• _Collected data entries_:

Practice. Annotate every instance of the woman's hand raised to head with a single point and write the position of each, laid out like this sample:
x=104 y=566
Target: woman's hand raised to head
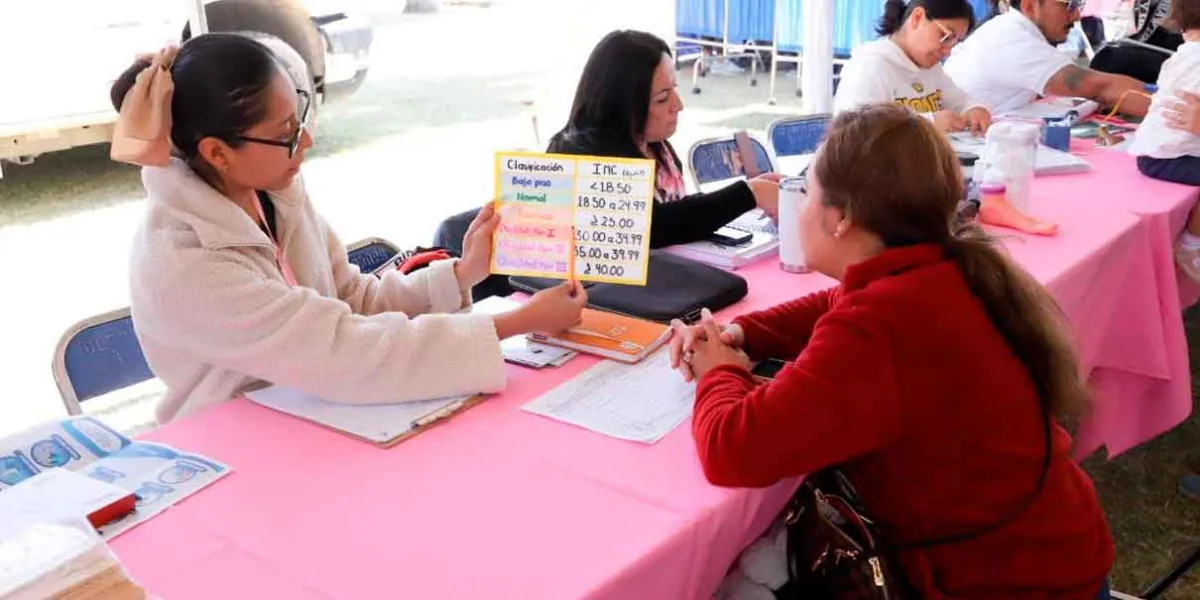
x=766 y=192
x=477 y=249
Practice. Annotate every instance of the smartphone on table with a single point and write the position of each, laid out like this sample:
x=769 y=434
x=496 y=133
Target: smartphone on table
x=730 y=237
x=766 y=370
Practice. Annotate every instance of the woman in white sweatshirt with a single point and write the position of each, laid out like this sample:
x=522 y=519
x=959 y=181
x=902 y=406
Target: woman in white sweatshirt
x=237 y=280
x=905 y=65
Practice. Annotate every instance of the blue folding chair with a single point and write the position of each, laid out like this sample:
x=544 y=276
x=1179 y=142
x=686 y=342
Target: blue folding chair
x=793 y=136
x=718 y=159
x=99 y=355
x=371 y=253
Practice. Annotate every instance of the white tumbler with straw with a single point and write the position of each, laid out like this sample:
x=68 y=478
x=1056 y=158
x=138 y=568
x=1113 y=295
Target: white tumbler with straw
x=791 y=203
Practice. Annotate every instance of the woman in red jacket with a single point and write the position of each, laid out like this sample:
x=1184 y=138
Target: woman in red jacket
x=929 y=376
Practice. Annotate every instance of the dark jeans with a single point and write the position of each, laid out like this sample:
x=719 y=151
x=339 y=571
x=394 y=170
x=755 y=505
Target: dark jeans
x=1185 y=169
x=450 y=234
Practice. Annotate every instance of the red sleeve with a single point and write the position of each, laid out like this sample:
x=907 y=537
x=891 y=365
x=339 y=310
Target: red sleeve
x=783 y=331
x=839 y=400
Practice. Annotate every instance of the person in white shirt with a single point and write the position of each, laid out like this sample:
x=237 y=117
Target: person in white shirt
x=1168 y=143
x=1011 y=60
x=905 y=65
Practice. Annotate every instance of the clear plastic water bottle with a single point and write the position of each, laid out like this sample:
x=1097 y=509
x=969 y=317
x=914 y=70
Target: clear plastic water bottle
x=791 y=203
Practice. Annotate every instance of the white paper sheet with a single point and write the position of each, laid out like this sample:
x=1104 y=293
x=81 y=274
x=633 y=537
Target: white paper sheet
x=157 y=473
x=375 y=423
x=637 y=402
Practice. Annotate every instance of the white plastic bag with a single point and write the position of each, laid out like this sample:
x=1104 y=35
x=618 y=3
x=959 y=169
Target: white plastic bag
x=1009 y=157
x=61 y=561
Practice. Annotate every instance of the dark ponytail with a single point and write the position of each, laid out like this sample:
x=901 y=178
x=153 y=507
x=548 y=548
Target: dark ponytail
x=895 y=13
x=220 y=88
x=865 y=168
x=1027 y=317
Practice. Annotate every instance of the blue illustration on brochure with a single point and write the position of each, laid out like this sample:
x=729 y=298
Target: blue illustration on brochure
x=159 y=474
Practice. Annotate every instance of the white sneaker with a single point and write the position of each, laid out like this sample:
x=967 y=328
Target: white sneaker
x=1188 y=259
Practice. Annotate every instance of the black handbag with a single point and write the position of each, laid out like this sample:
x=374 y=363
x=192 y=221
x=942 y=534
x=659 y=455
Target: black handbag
x=676 y=288
x=834 y=550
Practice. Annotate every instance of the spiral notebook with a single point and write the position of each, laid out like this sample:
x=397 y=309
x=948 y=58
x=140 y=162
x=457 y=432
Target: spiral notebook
x=384 y=425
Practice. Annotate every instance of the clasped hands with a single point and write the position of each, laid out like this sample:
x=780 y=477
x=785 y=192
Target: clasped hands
x=696 y=349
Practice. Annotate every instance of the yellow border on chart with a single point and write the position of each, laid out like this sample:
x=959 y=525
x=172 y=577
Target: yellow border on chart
x=575 y=193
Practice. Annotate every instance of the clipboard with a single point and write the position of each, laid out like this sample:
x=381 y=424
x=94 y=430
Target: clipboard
x=383 y=425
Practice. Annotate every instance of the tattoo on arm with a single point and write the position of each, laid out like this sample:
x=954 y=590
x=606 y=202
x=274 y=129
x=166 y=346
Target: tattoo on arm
x=1073 y=77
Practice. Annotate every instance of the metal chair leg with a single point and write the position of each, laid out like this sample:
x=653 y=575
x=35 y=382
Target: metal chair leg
x=1180 y=569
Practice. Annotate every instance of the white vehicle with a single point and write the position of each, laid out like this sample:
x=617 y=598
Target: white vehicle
x=60 y=58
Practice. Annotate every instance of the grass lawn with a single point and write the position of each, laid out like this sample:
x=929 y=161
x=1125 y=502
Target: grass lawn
x=1151 y=522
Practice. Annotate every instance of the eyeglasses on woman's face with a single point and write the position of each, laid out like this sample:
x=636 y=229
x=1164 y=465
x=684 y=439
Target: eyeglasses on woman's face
x=949 y=39
x=304 y=102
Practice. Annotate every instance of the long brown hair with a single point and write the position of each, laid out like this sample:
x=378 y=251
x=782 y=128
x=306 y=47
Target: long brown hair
x=897 y=177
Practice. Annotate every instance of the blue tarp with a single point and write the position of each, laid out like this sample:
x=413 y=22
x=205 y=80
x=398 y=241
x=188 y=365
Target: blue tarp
x=853 y=24
x=749 y=19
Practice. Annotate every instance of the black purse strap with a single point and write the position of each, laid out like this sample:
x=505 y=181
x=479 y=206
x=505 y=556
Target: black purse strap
x=1008 y=519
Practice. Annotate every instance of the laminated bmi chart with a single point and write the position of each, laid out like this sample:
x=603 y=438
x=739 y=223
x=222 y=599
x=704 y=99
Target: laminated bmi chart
x=573 y=215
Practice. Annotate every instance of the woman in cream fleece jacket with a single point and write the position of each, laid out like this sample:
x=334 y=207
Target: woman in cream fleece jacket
x=237 y=280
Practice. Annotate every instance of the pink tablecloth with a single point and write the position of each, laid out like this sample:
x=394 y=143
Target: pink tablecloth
x=504 y=504
x=1144 y=382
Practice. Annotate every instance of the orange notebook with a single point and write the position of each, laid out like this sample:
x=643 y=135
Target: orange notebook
x=610 y=335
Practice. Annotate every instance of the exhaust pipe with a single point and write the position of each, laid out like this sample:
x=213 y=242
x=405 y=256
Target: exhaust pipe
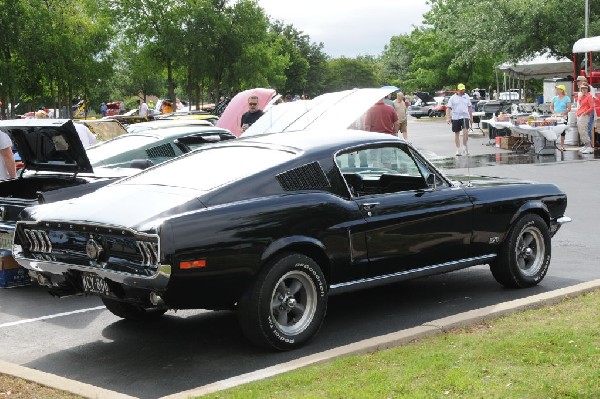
x=156 y=299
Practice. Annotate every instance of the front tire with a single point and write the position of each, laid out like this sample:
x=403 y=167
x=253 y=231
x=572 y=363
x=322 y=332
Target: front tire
x=286 y=304
x=131 y=311
x=525 y=256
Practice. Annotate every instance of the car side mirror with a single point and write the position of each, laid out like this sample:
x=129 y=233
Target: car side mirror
x=141 y=164
x=432 y=181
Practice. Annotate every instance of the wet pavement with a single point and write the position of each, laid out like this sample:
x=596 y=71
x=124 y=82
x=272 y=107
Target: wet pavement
x=435 y=140
x=475 y=161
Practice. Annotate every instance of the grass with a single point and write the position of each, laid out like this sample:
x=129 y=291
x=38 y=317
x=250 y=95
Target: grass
x=16 y=388
x=552 y=352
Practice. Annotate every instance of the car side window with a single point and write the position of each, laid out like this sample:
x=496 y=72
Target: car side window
x=381 y=170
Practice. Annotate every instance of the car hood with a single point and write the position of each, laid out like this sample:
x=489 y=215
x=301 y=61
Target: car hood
x=105 y=129
x=48 y=145
x=337 y=110
x=122 y=205
x=425 y=97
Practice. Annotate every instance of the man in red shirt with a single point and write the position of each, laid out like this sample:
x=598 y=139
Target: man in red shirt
x=382 y=118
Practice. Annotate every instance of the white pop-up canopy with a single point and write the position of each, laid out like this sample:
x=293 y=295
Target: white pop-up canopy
x=587 y=44
x=541 y=66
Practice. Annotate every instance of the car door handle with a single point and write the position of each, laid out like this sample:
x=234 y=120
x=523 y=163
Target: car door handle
x=367 y=206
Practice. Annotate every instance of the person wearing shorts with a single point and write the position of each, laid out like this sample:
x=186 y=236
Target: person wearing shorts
x=561 y=106
x=459 y=113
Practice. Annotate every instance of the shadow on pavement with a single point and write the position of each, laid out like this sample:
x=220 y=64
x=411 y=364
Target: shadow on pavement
x=175 y=354
x=512 y=158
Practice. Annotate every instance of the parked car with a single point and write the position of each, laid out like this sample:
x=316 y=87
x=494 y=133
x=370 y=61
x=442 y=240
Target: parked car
x=153 y=146
x=57 y=167
x=164 y=123
x=272 y=225
x=133 y=116
x=423 y=106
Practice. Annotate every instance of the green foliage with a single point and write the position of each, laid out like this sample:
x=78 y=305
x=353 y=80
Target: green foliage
x=346 y=73
x=52 y=51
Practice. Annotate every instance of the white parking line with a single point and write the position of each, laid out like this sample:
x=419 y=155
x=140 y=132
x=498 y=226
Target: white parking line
x=52 y=316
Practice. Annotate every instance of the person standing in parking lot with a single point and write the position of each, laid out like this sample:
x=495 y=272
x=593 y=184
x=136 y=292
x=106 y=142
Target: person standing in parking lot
x=252 y=114
x=8 y=169
x=586 y=107
x=143 y=107
x=459 y=113
x=401 y=108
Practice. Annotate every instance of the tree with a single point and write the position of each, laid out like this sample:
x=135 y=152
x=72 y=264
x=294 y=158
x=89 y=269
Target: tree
x=346 y=73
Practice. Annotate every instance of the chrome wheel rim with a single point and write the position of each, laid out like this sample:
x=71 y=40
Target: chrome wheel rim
x=530 y=251
x=293 y=303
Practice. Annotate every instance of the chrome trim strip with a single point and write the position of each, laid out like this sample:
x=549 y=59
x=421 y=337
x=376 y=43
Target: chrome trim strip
x=563 y=220
x=158 y=281
x=403 y=275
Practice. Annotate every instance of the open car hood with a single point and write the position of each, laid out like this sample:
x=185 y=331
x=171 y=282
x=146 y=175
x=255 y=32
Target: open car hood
x=337 y=110
x=105 y=129
x=425 y=97
x=48 y=145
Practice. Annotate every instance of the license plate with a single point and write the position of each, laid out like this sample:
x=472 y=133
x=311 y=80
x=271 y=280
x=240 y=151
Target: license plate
x=6 y=240
x=94 y=284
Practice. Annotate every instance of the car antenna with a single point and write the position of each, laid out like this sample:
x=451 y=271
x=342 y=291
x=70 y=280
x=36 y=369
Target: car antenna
x=469 y=170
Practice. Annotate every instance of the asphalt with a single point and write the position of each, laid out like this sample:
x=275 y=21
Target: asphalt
x=429 y=136
x=361 y=347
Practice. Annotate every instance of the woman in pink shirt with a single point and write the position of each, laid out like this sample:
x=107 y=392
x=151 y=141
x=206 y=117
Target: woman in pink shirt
x=586 y=107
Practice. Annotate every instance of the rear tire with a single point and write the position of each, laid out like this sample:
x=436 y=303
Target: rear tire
x=131 y=311
x=286 y=305
x=524 y=257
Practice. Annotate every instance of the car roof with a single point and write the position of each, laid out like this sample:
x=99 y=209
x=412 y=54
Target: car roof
x=163 y=123
x=177 y=131
x=318 y=139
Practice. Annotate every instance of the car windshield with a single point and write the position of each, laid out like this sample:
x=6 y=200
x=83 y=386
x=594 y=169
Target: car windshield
x=208 y=169
x=116 y=146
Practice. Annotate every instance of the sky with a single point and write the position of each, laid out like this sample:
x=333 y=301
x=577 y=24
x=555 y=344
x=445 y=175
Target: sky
x=349 y=28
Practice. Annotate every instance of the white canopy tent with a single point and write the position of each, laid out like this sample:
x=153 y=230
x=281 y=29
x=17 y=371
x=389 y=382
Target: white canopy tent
x=587 y=44
x=542 y=66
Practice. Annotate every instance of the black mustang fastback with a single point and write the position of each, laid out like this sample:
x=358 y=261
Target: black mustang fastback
x=272 y=225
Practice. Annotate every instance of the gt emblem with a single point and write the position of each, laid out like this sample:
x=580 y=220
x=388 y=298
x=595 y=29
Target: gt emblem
x=93 y=249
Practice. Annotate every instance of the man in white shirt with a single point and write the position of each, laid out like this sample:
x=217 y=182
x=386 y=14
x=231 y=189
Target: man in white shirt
x=85 y=135
x=143 y=108
x=459 y=113
x=8 y=169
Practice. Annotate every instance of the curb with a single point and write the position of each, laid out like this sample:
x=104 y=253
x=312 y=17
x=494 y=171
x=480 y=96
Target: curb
x=61 y=383
x=362 y=347
x=398 y=338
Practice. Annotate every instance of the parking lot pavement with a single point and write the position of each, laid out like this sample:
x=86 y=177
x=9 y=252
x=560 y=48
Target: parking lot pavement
x=77 y=339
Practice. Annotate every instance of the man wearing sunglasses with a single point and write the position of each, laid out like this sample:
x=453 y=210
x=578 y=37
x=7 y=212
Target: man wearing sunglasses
x=253 y=113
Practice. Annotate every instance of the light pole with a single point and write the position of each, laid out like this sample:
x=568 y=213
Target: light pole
x=585 y=29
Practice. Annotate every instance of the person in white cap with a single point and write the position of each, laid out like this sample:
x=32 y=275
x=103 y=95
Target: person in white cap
x=581 y=80
x=459 y=113
x=586 y=107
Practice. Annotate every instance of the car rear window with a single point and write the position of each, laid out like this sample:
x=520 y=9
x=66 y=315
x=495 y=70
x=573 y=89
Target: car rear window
x=211 y=168
x=117 y=146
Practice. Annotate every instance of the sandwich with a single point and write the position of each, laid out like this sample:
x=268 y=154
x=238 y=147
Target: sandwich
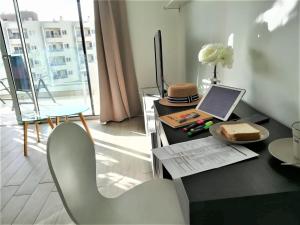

• _INSTRUCTION_: Copy out the lines above word for word, beginning with the first line of the entries and ending after the line containing "x=766 y=370". Leave the pictures out of your copy.

• _EXERCISE RESPONSE_:
Practice. Annotate every instance of the woman's hand raised to head with a single point and write the position of each, laid out like this sample:
x=104 y=566
Target: woman's hand raised to head
x=766 y=192
x=477 y=249
Practice. Annotate every instance of the smartphone on table with a single point and write the position of each, laid out like this sample:
x=769 y=434
x=496 y=133
Target: smartphone on table
x=730 y=237
x=766 y=370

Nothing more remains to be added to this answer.